Check your understanding:
1. In the background notes on temperance pledges, what was a person who gave up alcohol totally called?
2. Rewrite the part of the temperance pledge notes that opens with the words containing "Temperance pledges came" and closes with "honesty and integrity.", using "journal" in place of "notebook".
3. Name every alcoholic drink the temperance pledge notes mention.

Passage:
* * * *

A Temperance Pledge from Amherst College


Background Notes

At the heart of the temperance movement was a document called a pledge that people signed to stop drinking alcohol. In some cases, particularly in the early nineteenth century, people pledged to stop drinking hard or distilled spirits, such as whiskey and gin, only. In the very early days of the temperance movement a distinction was made between the different types of alcohol with wine and beer viewed as healthy and beneficial while whiskey and gin were considered toxic to both body and soul. Later, it became more popular to give up alcohol totally or to become a "teetotaler."

Usually the pledge was signed in a public meeting and witnessed by all the people present. This was an important component of the temperance movement. Making a public declaration reinforced its importance and made it more difficult to reverse. Those who witnessed your actions were often available later to give you strength in keeping your word.

Temperance pledges came in all sizes and shapes. They could be as simple as a blank notebook or a ledger with a handwritten or printed pledge at the top of each page. Such ledgers would hold hundreds of signatures. In other cases the pledge was an elaborately printed document like this one from Amherst College. A pledge such as this might well have been framed and displayed as a further testament to the individual's belief in the temperance cause and as a physical manifestation of the signer's honesty and integrity.

* * * *

Information shown:

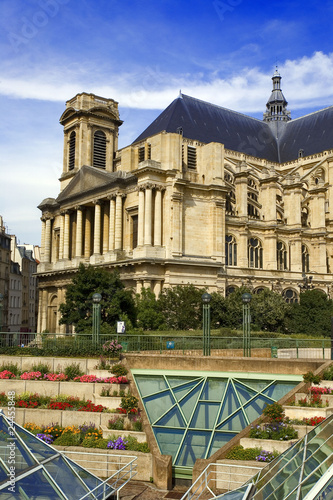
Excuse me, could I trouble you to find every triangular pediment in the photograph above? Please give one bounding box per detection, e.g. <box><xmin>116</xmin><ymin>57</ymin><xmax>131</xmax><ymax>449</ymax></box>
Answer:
<box><xmin>56</xmin><ymin>165</ymin><xmax>136</xmax><ymax>203</ymax></box>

* * * *

Answers for this exercise:
1. A "teetotaler."

2.
Temperance pledges came in all sizes and shapes. They could be as simple as a blank journal or a ledger with a handwritten or printed pledge at the top of each page. Such ledgers would hold hundreds of signatures. In other cases the pledge was an elaborately printed document like this one from Amherst College. A pledge such as this might well have been framed and displayed as a further testament to the individual's belief in the temperance cause and as a physical manifestation of the signer's honesty and integrity.

3. Whiskey, gin, wine, and beer.